▶ **Text shown**

=== Section Start ===

Our proposed model, called SUR-FeatNet, has the following properties. We first train a deep model to predict the FR-IQA score of a distorted image relative to its pristine original. This is similar to predicting an SUR value and therefore the features learned in the first stage are expected to be useful for predicting SUR values in the second stage. As it is very convenient to generate distorted images given a large-scale set of pristine reference images and to estimate their quality score by an FR-IQA method, training a deep model on a large-scale image set to address overfitting becomes feasible.

Second, training on these “locked-in” MLSP features in the second stage instead of fine-tuning a very large deep network not only reduces computational time, but also prevents forgetting previously trained information, which may lead to a better performance on a small dataset.

Prediction of the SUR curve and the JND

For any source image I[0], together with its distorted versions \(I[1], \ldots , I[N]\), a sequence of predicted satisfied user ratios \(\text {SUR}(1), \ldots , \text {SUR}(N)\) is obtained from the network. Assuming that the JND of the QF data follows a GEV distribution, we estimate the shape parameter \(\xi\), the location parameter \(\mu\), and the scale parameter \(\sigma\) by least squares fitting,

$$\begin{aligned} ({\hat{\xi }},{\hat{\mu }},{\hat{\sigma }})= \arg \min _{\xi ,\mu ,\sigma } \sum _{n=1}^{N}\left| {\overline{F}}(n\,|\,\xi ,\mu ,\sigma )-\text {SUR}(n)\right| ^2. \end{aligned}$$

The fitted SUR curve is given by \({\overline{F}}(n\,|\,{\hat{\xi }},{\hat{\mu }},{\hat{\sigma }})\).

=== Section End ===

▶ **Information provided**
=== Section Start ===

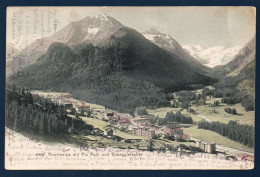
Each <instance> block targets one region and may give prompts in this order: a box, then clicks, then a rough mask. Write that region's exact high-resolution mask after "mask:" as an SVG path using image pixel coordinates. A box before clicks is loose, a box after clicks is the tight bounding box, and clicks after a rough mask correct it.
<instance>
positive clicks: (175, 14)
mask: <svg viewBox="0 0 260 177" xmlns="http://www.w3.org/2000/svg"><path fill="white" fill-rule="evenodd" d="M255 13H256V12H255V9H254V8H253V7H9V8H7V30H6V31H7V34H6V109H5V110H6V112H5V168H6V169H8V170H34V169H35V170H36V169H50V170H55V169H71V170H72V169H73V170H75V169H78V170H86V169H87V170H91V169H98V170H104V169H115V170H116V169H125V170H127V169H165V170H166V169H226V170H231V169H236V170H241V169H242V170H243V169H253V168H254V144H255V143H254V142H255V138H254V134H255V133H254V132H255V111H254V110H255V32H256V31H255V29H256V20H255V17H256V14H255Z"/></svg>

=== Section End ===

Update the passage on SUR-FeatNet above by replacing "FR-IQA" with "full-reference IQA" throughout the stretch that starts at the words "Our proposed model, called" and ends after "a small dataset.".

Our proposed model, called SUR-FeatNet, has the following properties. We first train a deep model to predict the full-reference IQA score of a distorted image relative to its pristine original. This is similar to predicting an SUR value and therefore the features learned in the first stage are expected to be useful for predicting SUR values in the second stage. As it is very convenient to generate distorted images given a large-scale set of pristine reference images and to estimate their quality score by an full-reference IQA method, training a deep model on a large-scale image set to address overfitting becomes feasible.

Second, training on these “locked-in” MLSP features in the second stage instead of fine-tuning a very large deep network not only reduces computational time, but also prevents forgetting previously trained information, which may lead to a better performance on a small dataset.